===== Record list

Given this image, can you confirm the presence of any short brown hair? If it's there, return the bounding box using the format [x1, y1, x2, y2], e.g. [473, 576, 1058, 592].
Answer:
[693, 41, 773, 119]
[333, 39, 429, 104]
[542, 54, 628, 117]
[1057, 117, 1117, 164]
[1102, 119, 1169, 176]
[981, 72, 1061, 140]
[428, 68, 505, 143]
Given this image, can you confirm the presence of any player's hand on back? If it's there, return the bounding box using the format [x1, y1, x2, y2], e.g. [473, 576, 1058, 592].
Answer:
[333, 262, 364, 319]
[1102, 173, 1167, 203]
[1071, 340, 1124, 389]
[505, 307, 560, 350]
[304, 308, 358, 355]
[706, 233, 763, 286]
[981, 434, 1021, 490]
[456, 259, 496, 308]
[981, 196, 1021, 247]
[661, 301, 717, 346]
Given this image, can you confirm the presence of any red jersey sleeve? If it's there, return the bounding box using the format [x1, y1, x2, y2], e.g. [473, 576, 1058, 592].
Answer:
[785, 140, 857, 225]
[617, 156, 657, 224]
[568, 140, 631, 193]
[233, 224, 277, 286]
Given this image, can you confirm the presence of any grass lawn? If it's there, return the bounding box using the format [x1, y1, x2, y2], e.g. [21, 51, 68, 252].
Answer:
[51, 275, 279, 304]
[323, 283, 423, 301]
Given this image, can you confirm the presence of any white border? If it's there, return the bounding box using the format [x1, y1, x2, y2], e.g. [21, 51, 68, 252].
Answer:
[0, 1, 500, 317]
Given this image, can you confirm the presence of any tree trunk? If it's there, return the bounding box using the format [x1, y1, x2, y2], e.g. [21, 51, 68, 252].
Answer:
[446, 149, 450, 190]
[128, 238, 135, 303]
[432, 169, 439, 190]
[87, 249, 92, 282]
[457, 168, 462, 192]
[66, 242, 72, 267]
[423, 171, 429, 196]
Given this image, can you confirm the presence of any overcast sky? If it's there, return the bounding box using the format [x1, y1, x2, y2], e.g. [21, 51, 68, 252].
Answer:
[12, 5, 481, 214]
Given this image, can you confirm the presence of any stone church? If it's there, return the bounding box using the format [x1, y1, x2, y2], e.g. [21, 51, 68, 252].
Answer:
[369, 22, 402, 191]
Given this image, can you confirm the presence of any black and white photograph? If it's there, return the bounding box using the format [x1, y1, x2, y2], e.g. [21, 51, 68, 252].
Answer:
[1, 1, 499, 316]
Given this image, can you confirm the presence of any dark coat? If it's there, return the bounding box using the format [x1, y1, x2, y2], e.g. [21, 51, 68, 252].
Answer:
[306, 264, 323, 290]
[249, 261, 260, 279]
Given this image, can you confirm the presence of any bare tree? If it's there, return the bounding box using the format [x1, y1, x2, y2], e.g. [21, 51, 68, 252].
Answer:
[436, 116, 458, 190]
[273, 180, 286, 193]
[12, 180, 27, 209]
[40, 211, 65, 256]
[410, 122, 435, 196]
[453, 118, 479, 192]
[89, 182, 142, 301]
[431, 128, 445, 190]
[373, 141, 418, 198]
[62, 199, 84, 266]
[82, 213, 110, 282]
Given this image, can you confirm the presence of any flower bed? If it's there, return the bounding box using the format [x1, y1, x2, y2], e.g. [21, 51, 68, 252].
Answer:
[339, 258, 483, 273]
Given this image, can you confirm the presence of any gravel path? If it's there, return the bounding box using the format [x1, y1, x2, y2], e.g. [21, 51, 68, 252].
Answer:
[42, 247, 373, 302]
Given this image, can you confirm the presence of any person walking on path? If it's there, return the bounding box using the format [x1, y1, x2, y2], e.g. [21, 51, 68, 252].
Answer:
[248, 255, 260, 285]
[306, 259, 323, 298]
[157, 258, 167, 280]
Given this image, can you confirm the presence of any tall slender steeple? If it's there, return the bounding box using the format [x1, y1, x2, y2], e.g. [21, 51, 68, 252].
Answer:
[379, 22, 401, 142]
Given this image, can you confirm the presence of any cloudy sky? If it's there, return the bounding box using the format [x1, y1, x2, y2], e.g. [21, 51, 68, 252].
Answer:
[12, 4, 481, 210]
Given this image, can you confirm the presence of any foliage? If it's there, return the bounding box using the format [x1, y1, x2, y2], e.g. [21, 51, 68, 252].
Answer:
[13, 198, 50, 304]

==========

_Exercise task_
Copy out every entry above word for word, with no changes.

_Full answer_
Given this image, can you confirm the presence of any short brown hair? If it's there, return the bounding box using the format [x1, y1, x2, y2], e.g. [473, 576, 1058, 592].
Answer:
[693, 41, 773, 119]
[333, 39, 429, 104]
[542, 54, 628, 117]
[1057, 117, 1117, 164]
[1102, 119, 1169, 176]
[981, 72, 1061, 140]
[428, 68, 505, 143]
Given this image, can you confirm the presence of any player's hand on back? If it's there, return the bounding box using the format [x1, y1, x2, y2], e.g. [473, 576, 1058, 592].
Answer:
[333, 262, 364, 319]
[1102, 173, 1167, 203]
[1071, 340, 1124, 389]
[505, 307, 560, 350]
[304, 308, 358, 355]
[706, 233, 763, 286]
[981, 434, 1021, 490]
[456, 259, 496, 308]
[981, 196, 1021, 247]
[661, 301, 717, 346]
Given this image, can you confirm the presence of any red jersey sleeve? If it's there, return the bounding box using the format [x1, y1, x2, y2], e.g. [473, 576, 1058, 592].
Answer:
[785, 140, 857, 225]
[617, 156, 657, 224]
[568, 140, 631, 193]
[233, 224, 277, 286]
Given this image, can you confirm the presence of any grass lawn? If it's there, return the bounding box using the format [x1, y1, x2, y2], e.g. [21, 51, 68, 252].
Answer:
[51, 275, 279, 304]
[323, 283, 423, 301]
Given this image, can you confirm the presence of any white border? If it's there, return the bounding box using the format [x1, y1, x2, y2], e.g. [21, 51, 68, 252].
Answer:
[0, 1, 500, 317]
Given this image, can you confirm the presence of any tree trunk? If it's there, return the bounding box using the format [x1, y1, x2, y2], e.g. [21, 51, 68, 252].
Answer:
[446, 149, 450, 190]
[128, 238, 135, 303]
[432, 169, 439, 190]
[87, 249, 92, 282]
[457, 168, 462, 192]
[66, 242, 72, 267]
[423, 171, 429, 196]
Given this image, can you confirm the presence of any overcast sky? If it's there, return the bounding box using the format [x1, y1, x2, y2], e.g. [21, 51, 68, 252].
Answer:
[12, 5, 481, 214]
Given this image, can you confirm the presence of any stone church? If it's there, return the bounding box using the format [x1, y1, x2, y2], e.g. [21, 51, 68, 252].
Answer:
[369, 22, 402, 191]
Given this image, can you confirm the presence of any black and white photograph? If it's there, return the bounding box using the format [x1, y1, x2, y2], e.g. [21, 51, 68, 252].
Answer:
[1, 1, 499, 316]
Given this image, can you confirm the presence of any dark coat? If it's there, return the bounding box using the format [x1, y1, x2, y2], e.g. [21, 51, 68, 252].
Answer:
[306, 264, 323, 290]
[249, 261, 260, 279]
Given this image, can you confirm the presence of any bare tree? If it's there, return the bounding box using the format [x1, y1, x2, y2], e.g. [21, 51, 68, 252].
Answer:
[436, 116, 458, 190]
[273, 180, 286, 193]
[12, 180, 27, 209]
[40, 211, 65, 256]
[410, 122, 435, 196]
[453, 118, 479, 192]
[89, 182, 142, 301]
[431, 128, 445, 190]
[373, 141, 418, 198]
[62, 199, 84, 266]
[82, 213, 110, 282]
Given this image, can you confirm the presence of any flower bed? If it's there, return the bounding box using the format [x1, y1, x2, y2], e.g. [21, 51, 68, 252].
Answer:
[339, 258, 483, 273]
Given this image, can you confirm the presence of any gravel path? If it's there, return the bounding box using the format [x1, y1, x2, y2], e.g. [21, 51, 68, 252].
Answer:
[42, 247, 373, 302]
Given this image, can you confirm the presence of any person walking on path? If it's there, return the bounding box using the format [x1, y1, x2, y2], e.g. [21, 51, 68, 252].
Answer:
[248, 255, 260, 285]
[306, 259, 323, 298]
[157, 258, 167, 280]
Given this image, can you confirm the presence of any tall slender steeple? If it's there, return the bounding box using the format [x1, y1, x2, y2], e.g. [21, 51, 68, 252].
Answer:
[379, 22, 401, 142]
Given this image, can you confirm the presence of any cloudy sky? If it's there, return the bounding box using the format [x1, y1, x2, y2], e.g. [21, 51, 68, 252].
Answer:
[12, 4, 481, 210]
Given this image, can you confirm the presence of any foliage? If it's there, return the bounding box using the format [x1, y1, x2, y2], e.g. [21, 51, 68, 252].
Answer:
[13, 198, 50, 304]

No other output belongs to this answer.